# Request
Rewrite these lines with "marker" changed to "dot" and nothing else altered. Leave out the pictures.

# Given records
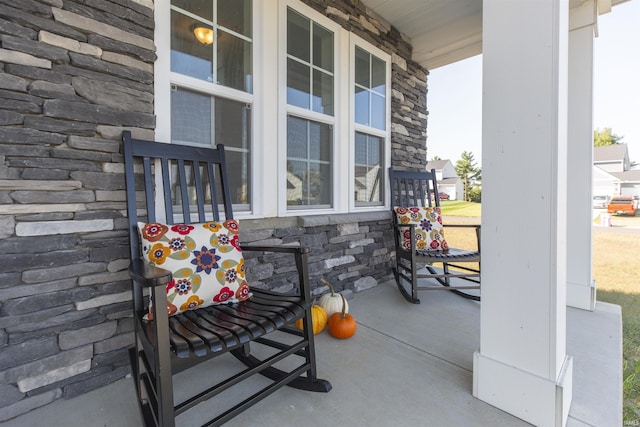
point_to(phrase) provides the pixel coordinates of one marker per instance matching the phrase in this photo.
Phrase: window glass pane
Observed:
(203, 9)
(296, 138)
(322, 48)
(377, 111)
(322, 92)
(378, 75)
(234, 62)
(361, 148)
(235, 15)
(188, 56)
(369, 185)
(319, 142)
(239, 174)
(233, 59)
(309, 181)
(362, 106)
(362, 67)
(298, 36)
(192, 115)
(298, 84)
(190, 118)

# Finished task
point_to(phrase) provides the pixel coordinates of one dot per instance matching the phrase in this photo.
Phrase: window glass pane
Observed:
(203, 9)
(296, 138)
(322, 48)
(377, 111)
(322, 92)
(378, 75)
(234, 62)
(361, 148)
(235, 15)
(188, 56)
(369, 185)
(319, 142)
(239, 174)
(233, 59)
(309, 181)
(362, 106)
(362, 67)
(298, 36)
(192, 115)
(298, 84)
(190, 118)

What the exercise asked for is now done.